Directions
Recast the material, from its start through the line that contains "57L172 65L168 81L200", as a JSON list of strings with one string per line and blank lines left out.

:::

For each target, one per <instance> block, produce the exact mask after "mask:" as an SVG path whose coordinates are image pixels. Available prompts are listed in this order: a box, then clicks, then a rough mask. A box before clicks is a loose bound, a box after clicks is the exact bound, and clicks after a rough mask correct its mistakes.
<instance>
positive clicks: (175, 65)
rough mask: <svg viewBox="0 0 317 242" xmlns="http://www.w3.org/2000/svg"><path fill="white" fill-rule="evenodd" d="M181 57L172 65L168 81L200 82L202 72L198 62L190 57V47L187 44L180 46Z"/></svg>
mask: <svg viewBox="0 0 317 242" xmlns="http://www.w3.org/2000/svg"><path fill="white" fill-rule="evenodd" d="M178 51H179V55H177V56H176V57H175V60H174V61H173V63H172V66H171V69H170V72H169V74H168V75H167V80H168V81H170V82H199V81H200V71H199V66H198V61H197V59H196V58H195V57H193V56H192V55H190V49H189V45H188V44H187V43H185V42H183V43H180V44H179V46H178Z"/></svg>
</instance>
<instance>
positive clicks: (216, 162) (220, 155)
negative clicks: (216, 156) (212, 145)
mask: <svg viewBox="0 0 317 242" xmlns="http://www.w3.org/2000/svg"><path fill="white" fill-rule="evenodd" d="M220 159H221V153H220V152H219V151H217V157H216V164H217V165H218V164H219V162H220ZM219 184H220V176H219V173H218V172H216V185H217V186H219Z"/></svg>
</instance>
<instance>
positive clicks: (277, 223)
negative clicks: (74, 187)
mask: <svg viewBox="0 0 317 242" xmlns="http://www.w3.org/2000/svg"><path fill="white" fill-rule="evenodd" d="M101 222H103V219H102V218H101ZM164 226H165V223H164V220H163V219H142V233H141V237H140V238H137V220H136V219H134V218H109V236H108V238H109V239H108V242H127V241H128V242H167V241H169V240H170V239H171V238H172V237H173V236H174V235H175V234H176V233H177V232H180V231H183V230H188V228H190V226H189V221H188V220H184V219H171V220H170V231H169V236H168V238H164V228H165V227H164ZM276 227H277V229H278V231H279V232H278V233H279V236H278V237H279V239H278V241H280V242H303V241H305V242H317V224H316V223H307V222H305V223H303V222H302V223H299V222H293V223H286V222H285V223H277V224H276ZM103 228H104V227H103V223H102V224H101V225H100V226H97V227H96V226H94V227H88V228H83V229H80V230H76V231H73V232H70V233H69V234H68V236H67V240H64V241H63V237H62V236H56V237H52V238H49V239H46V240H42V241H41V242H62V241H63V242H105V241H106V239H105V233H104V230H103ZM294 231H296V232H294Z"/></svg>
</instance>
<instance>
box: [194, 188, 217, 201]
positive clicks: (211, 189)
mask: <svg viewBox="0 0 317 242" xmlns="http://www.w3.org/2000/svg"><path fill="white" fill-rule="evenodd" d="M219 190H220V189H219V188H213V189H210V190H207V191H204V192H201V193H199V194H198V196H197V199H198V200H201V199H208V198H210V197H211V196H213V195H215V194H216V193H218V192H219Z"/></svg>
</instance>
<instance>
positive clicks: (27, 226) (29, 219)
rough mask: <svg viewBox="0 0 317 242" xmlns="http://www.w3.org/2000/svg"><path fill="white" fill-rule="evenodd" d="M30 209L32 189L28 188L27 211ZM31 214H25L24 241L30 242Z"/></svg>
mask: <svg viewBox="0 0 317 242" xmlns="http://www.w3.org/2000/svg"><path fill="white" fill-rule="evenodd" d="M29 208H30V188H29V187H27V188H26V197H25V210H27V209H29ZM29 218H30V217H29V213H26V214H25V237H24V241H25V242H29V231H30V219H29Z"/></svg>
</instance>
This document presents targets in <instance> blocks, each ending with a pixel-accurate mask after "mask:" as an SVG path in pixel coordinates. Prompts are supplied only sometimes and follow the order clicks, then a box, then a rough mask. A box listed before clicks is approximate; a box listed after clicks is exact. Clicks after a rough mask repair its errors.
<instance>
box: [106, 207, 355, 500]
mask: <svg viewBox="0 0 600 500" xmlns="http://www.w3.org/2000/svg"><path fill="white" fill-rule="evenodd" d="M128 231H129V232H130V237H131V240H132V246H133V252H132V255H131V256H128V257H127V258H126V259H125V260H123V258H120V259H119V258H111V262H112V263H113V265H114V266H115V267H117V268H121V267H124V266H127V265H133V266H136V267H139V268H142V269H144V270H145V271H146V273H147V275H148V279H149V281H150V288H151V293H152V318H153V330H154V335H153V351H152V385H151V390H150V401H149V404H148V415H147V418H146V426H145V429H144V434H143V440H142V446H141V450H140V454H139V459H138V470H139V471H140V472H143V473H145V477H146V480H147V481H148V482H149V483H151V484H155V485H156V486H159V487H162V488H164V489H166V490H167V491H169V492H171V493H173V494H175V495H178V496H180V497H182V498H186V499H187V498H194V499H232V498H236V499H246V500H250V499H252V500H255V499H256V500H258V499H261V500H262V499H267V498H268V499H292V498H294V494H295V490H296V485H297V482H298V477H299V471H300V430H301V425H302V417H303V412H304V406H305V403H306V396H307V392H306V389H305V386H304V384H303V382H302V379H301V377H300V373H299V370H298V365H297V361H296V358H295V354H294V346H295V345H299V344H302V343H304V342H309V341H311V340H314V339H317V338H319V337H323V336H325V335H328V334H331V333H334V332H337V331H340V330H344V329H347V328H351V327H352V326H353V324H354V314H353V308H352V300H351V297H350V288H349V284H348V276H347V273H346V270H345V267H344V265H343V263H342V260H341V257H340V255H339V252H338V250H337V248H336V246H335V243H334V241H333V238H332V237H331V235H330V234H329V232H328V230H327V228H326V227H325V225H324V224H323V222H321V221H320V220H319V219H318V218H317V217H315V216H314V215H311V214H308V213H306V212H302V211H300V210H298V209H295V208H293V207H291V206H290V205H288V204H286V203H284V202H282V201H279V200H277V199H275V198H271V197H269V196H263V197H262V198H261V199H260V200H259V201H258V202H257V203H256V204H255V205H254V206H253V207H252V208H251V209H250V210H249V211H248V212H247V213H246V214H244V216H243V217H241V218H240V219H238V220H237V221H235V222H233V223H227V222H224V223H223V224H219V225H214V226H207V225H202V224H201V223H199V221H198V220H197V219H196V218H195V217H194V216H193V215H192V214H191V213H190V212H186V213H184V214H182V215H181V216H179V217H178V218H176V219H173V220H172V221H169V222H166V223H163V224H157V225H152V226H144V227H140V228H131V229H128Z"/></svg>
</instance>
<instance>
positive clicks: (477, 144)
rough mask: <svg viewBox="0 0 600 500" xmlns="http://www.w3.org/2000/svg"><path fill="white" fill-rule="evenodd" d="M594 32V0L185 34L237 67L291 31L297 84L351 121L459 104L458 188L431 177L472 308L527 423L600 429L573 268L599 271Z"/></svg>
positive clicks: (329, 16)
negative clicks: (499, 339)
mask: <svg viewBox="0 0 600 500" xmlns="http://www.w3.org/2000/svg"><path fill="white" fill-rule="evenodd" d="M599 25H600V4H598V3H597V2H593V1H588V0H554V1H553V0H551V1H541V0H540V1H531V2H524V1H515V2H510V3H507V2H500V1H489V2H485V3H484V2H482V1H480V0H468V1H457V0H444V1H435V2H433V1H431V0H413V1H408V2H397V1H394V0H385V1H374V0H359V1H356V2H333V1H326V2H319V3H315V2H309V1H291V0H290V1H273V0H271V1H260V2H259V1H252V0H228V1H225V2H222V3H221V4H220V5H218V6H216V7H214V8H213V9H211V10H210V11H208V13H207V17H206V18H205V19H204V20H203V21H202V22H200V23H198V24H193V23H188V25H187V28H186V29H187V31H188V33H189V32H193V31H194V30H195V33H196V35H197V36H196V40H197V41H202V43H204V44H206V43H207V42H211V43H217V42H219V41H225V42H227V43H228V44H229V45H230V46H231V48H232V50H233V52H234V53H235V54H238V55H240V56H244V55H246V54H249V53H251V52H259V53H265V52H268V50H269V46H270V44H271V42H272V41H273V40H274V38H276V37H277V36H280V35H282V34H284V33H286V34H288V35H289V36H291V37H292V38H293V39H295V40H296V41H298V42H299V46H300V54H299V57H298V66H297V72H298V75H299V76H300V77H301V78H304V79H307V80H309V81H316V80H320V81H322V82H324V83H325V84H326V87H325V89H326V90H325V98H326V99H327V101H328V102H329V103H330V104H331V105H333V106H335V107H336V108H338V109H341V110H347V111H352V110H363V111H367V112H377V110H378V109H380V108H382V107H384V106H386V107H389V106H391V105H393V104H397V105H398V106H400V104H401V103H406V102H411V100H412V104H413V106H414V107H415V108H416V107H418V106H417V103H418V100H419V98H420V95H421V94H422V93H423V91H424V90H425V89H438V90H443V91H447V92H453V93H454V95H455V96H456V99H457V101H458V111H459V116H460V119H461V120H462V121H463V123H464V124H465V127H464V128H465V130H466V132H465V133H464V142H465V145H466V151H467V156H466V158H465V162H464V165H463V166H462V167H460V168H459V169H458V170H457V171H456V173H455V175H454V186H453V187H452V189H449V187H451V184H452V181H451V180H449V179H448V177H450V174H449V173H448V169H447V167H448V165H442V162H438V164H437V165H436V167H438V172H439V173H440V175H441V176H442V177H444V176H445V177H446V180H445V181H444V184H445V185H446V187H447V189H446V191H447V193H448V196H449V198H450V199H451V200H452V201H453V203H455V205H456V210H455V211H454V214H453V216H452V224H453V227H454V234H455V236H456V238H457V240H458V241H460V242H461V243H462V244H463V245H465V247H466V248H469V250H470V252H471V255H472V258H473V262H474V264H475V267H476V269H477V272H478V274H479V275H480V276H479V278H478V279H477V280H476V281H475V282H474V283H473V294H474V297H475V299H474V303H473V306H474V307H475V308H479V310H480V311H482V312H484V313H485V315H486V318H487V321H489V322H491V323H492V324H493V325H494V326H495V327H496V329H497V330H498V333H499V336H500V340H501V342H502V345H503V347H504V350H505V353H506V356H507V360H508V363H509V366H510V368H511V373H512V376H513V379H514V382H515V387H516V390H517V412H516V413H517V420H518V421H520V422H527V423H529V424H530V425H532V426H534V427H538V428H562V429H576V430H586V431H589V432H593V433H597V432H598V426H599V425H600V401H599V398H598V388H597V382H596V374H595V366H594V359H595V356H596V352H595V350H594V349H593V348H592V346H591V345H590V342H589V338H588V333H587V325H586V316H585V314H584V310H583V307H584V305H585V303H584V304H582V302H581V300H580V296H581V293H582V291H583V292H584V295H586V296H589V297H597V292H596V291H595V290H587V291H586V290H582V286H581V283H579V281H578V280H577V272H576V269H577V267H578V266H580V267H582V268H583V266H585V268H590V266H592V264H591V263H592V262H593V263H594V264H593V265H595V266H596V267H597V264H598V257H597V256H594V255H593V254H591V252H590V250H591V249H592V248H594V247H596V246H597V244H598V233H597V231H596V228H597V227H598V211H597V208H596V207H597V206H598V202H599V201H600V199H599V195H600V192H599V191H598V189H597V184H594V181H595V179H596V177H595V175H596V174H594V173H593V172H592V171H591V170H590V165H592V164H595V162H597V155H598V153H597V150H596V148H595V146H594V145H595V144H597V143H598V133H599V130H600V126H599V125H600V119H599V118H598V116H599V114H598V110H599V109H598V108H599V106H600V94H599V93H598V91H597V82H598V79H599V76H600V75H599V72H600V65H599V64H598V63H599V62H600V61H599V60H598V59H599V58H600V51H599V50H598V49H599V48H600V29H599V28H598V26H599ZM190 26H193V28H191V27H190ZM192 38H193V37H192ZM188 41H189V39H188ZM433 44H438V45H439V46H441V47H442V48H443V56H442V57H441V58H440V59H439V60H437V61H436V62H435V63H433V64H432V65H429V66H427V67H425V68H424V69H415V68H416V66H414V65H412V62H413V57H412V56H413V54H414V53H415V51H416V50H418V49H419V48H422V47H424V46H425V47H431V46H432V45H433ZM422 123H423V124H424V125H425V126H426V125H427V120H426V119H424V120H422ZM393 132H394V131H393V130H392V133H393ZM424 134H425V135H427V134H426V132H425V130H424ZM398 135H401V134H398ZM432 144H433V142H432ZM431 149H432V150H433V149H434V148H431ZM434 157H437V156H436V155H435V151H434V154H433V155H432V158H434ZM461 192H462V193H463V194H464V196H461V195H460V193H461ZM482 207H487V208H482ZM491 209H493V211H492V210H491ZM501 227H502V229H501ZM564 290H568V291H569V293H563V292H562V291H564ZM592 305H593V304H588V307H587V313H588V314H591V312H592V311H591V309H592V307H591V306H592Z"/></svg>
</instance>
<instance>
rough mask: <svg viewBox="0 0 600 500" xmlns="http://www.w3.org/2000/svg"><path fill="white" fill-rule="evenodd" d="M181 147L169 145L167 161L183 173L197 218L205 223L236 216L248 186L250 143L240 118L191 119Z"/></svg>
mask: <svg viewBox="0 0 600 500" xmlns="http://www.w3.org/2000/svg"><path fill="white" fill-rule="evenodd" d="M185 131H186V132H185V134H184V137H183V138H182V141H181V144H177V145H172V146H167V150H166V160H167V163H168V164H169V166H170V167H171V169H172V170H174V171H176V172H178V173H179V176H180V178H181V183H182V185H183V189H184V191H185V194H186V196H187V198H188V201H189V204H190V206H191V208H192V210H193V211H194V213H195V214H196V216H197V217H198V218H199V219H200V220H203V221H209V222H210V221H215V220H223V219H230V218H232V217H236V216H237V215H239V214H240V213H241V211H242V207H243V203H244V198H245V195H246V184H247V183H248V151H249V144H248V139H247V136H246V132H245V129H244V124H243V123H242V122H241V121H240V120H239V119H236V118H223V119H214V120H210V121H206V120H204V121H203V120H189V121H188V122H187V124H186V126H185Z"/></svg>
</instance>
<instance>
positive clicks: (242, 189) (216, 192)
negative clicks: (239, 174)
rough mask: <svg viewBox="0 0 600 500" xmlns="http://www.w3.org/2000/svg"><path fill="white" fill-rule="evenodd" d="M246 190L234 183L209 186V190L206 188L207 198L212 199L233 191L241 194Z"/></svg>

:::

Solution to this exercise
[
  "For each target, one per <instance> block, produce the exact mask after \"mask:\" as an SVG path whose coordinates are image pixels. Available prompts are listed in this order: a box, then clicks, then a rough mask. A box before clicks is a loose bound, a box after clicks is the exact bound, and clicks after a rough mask correct its mistakes.",
  "<instance>",
  "positive clicks: (175, 65)",
  "rough mask: <svg viewBox=\"0 0 317 242\" xmlns=\"http://www.w3.org/2000/svg\"><path fill=\"white\" fill-rule=\"evenodd\" d=\"M181 57L172 65L168 81L200 82L202 72L198 62L190 57V47L187 44L180 46Z\"/></svg>"
]